**The task**
Pull out every line in the data below that contains the string "carrying", matching case exactly.

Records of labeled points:

━━━━━━

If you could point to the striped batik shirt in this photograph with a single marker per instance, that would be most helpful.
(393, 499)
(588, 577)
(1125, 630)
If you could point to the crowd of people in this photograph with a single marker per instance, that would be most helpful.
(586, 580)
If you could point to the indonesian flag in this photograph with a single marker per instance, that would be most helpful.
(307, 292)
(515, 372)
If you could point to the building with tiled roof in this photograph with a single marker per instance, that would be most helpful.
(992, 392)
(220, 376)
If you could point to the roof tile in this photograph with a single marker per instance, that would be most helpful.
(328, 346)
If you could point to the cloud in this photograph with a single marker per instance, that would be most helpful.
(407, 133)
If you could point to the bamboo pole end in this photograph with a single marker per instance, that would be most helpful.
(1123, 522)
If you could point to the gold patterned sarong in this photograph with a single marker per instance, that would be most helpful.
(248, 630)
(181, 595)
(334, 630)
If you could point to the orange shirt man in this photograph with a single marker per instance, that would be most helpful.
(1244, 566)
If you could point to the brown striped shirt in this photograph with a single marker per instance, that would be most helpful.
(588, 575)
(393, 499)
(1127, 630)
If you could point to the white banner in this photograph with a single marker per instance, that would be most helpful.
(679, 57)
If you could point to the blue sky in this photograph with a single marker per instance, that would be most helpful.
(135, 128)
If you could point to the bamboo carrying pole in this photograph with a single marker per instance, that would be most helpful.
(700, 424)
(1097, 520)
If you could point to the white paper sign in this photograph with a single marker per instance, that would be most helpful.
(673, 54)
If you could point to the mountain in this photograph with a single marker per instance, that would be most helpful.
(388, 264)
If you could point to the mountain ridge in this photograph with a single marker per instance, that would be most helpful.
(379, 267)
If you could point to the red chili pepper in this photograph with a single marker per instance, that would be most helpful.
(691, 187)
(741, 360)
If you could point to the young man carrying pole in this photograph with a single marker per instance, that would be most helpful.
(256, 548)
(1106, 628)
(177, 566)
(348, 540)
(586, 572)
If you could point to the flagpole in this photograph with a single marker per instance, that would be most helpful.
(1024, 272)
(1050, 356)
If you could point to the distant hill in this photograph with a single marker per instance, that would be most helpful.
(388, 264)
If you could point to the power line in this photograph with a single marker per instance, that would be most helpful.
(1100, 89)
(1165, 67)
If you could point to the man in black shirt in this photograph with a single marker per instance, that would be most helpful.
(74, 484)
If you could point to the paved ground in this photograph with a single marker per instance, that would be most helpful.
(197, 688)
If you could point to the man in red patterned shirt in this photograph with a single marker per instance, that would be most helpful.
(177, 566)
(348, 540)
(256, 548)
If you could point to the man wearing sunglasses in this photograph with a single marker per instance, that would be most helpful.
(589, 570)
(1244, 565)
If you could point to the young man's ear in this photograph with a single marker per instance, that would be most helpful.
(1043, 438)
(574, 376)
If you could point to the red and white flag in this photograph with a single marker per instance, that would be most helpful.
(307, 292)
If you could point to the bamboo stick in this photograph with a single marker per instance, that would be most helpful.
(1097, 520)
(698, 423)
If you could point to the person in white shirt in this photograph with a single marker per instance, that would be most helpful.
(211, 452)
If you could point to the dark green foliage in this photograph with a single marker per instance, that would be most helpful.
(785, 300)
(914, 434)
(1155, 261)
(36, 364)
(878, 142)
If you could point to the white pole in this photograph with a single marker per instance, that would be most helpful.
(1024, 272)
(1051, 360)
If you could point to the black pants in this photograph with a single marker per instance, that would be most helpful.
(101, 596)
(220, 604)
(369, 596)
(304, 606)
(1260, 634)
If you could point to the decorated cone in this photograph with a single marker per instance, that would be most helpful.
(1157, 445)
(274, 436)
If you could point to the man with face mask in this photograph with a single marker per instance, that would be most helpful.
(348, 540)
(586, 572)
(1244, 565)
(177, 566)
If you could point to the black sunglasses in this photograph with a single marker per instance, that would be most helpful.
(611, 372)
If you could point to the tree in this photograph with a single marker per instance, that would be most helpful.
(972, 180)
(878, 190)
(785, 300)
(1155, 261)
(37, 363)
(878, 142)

━━━━━━

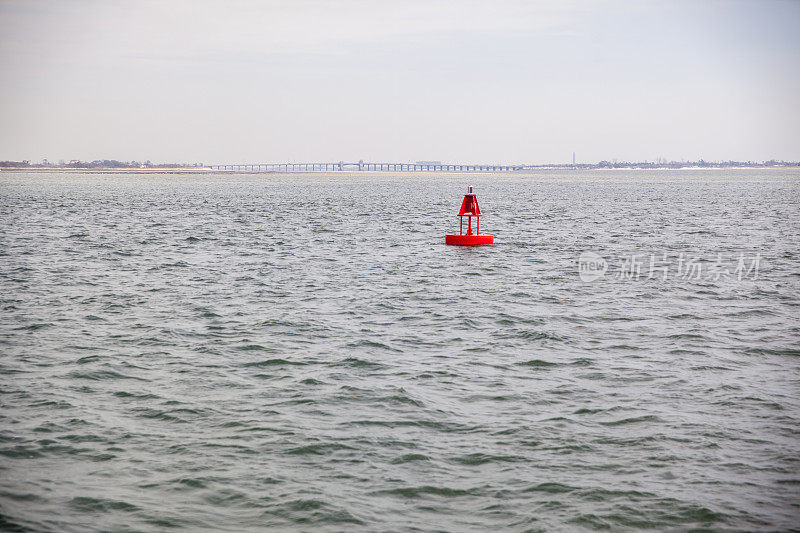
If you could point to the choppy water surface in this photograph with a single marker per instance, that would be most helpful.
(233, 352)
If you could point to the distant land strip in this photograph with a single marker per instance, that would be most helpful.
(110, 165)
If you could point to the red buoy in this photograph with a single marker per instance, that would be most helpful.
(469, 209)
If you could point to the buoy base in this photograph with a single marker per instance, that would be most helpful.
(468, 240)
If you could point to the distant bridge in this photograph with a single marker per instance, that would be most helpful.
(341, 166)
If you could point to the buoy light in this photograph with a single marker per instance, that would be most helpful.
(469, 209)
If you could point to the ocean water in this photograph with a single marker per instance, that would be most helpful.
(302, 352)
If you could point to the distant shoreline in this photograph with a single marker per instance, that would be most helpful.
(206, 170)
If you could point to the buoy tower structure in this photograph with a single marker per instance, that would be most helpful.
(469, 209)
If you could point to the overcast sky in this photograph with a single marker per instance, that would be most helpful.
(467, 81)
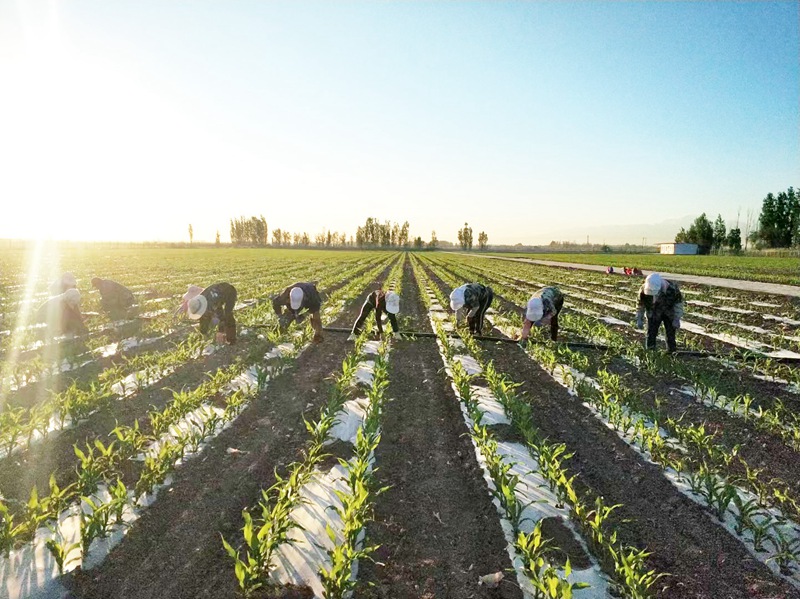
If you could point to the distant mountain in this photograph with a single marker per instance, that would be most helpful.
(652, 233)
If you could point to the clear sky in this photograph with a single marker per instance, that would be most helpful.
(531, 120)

━━━━━━

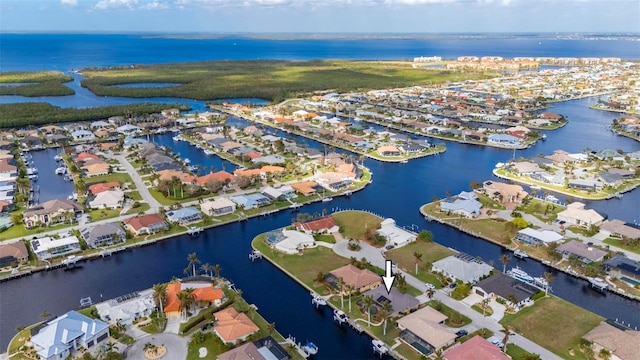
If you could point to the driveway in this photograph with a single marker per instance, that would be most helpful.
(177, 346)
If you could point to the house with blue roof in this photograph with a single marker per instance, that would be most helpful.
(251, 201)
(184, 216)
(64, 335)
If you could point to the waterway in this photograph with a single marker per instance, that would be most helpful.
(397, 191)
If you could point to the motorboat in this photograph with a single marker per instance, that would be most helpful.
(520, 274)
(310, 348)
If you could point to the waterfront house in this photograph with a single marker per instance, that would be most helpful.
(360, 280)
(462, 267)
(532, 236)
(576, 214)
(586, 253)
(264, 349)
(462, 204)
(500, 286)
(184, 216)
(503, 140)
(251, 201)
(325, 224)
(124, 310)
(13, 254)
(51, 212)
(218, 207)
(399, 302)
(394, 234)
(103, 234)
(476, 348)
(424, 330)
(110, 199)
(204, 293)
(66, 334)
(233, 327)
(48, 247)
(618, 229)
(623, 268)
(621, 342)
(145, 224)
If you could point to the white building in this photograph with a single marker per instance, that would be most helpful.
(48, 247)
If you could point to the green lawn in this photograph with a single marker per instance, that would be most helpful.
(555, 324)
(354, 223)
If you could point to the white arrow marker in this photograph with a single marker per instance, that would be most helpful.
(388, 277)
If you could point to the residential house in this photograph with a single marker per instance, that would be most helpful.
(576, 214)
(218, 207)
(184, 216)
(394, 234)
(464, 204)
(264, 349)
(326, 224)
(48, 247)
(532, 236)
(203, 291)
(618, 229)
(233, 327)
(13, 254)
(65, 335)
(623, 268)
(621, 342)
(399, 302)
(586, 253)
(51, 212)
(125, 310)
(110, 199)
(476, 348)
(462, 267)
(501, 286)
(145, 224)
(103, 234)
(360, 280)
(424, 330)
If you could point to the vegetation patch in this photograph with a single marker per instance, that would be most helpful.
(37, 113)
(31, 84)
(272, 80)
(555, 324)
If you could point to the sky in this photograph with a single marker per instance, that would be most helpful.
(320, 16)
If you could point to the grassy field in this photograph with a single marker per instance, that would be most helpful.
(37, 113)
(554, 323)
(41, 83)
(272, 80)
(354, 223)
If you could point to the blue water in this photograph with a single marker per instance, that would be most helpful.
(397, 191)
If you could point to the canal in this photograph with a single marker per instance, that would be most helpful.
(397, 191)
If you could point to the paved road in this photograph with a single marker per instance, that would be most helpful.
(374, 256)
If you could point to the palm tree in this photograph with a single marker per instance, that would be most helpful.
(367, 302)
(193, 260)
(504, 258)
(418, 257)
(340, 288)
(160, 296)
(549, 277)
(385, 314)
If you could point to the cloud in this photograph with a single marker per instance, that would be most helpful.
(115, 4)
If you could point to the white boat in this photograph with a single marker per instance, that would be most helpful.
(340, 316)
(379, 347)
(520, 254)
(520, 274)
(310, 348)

━━━━━━

**Response for this exercise**
If you could point to the bamboo carrying pole in this photograph with a single marker per instance, that would be most helpful.
If you could point to the young man carrying pole in this photograph with a single marker per instance, that would be most helpful.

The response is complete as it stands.